=== Work instructions ===
Please pull out every line of the entries below that contains the word "tower".

------------------------------------------------

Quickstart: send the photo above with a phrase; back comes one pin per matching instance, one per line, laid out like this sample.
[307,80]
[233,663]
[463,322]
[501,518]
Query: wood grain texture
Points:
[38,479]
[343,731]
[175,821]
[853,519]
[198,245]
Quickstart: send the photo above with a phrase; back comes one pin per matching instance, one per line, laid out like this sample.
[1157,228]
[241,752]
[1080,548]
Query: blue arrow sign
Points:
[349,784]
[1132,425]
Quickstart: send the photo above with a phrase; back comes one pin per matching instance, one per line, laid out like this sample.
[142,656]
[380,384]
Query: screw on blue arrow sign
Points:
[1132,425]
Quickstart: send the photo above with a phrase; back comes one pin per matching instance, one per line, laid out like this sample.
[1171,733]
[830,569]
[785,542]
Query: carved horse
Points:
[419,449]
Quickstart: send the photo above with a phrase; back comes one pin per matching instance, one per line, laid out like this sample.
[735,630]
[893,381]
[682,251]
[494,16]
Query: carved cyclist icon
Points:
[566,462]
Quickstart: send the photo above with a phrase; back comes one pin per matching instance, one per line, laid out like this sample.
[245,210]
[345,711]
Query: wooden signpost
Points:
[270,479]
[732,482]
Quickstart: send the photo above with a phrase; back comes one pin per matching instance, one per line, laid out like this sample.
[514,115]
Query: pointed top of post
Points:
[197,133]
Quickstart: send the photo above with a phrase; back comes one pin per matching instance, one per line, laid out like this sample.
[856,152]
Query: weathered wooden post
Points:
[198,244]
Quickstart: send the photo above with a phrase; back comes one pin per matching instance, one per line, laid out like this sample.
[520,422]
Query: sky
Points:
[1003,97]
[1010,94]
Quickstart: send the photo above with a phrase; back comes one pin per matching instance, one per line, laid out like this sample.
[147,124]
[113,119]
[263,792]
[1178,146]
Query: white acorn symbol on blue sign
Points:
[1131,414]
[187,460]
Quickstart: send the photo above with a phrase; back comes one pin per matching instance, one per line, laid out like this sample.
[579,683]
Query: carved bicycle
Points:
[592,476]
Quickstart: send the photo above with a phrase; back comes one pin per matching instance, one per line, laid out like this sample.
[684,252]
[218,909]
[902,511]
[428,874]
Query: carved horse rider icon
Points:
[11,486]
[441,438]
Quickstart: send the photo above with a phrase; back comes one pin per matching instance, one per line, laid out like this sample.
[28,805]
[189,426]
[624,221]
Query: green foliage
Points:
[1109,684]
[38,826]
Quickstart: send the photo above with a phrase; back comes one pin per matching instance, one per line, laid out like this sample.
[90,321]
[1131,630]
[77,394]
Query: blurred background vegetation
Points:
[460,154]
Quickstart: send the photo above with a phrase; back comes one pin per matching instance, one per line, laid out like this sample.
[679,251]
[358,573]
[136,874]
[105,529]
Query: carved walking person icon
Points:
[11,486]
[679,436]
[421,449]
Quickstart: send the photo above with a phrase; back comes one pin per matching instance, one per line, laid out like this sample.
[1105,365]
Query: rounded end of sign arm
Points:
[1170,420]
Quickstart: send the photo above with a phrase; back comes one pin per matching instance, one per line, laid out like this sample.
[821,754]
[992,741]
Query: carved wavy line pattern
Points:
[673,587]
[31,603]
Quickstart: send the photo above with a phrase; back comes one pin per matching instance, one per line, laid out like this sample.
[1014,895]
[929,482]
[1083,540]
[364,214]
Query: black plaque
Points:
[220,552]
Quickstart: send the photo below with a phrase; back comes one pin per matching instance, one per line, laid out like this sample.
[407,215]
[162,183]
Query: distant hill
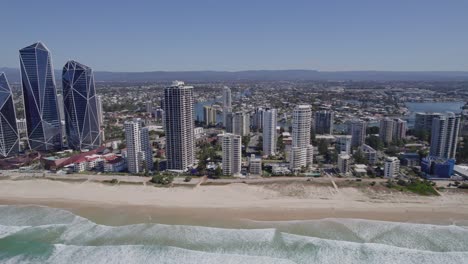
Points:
[264,75]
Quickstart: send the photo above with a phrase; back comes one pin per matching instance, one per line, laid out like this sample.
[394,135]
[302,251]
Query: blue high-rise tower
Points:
[9,137]
[82,119]
[40,98]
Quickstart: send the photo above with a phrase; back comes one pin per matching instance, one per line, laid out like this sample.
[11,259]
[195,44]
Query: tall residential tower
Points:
[269,132]
[9,137]
[178,109]
[40,98]
[82,120]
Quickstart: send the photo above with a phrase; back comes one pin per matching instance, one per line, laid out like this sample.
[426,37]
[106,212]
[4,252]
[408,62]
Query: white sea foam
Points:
[61,237]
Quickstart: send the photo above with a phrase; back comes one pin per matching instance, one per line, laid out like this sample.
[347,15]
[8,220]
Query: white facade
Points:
[99,111]
[232,154]
[344,163]
[369,153]
[132,137]
[343,143]
[179,126]
[392,167]
[444,135]
[399,130]
[357,130]
[301,150]
[255,165]
[209,115]
[61,106]
[386,130]
[324,122]
[227,100]
[241,124]
[269,132]
[139,150]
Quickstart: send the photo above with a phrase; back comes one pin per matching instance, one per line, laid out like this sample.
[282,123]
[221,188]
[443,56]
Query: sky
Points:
[232,35]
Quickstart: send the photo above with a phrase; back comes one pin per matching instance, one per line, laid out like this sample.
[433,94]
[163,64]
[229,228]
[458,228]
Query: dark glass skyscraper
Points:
[9,138]
[40,98]
[81,107]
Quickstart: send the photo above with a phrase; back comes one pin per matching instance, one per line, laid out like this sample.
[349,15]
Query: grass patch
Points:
[417,186]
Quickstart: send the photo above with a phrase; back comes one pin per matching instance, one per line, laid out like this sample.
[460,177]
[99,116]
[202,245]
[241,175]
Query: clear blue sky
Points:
[241,34]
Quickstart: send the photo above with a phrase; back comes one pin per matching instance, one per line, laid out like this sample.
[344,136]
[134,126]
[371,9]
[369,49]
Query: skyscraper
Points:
[444,136]
[232,150]
[301,150]
[99,109]
[146,150]
[386,130]
[82,120]
[60,106]
[227,100]
[391,167]
[343,143]
[269,132]
[357,130]
[178,109]
[227,108]
[324,122]
[423,121]
[139,151]
[209,115]
[9,137]
[399,129]
[40,98]
[241,124]
[257,119]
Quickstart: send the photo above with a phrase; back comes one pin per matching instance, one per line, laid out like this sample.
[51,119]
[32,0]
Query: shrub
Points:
[163,179]
[114,181]
[187,179]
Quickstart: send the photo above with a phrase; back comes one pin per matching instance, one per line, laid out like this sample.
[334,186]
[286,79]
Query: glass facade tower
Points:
[9,137]
[40,98]
[83,124]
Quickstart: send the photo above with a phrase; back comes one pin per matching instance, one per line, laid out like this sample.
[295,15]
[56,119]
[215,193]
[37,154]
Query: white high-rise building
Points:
[269,132]
[100,112]
[343,163]
[357,130]
[386,130]
[227,108]
[179,126]
[399,129]
[343,143]
[324,122]
[149,107]
[209,115]
[227,100]
[232,154]
[241,124]
[301,150]
[132,137]
[255,165]
[444,136]
[139,150]
[61,106]
[392,167]
[257,119]
[146,149]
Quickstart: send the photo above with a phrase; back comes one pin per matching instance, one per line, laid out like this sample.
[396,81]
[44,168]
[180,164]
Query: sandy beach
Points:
[210,205]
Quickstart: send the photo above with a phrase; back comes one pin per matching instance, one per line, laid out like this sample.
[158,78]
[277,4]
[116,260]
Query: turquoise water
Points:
[32,234]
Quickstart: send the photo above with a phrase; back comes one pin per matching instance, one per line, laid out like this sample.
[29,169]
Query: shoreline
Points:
[232,205]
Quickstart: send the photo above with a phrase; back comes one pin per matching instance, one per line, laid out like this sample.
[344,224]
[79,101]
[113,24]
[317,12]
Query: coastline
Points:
[232,205]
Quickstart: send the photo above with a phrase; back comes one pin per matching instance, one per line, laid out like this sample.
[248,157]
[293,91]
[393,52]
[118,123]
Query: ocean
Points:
[36,234]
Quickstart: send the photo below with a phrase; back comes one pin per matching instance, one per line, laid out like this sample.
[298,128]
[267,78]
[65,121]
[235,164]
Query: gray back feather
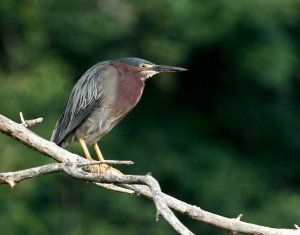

------------------------------------------------

=== Task answer ===
Query: blue high-rise tower
Query: tall residential tower
Query: glass facade tower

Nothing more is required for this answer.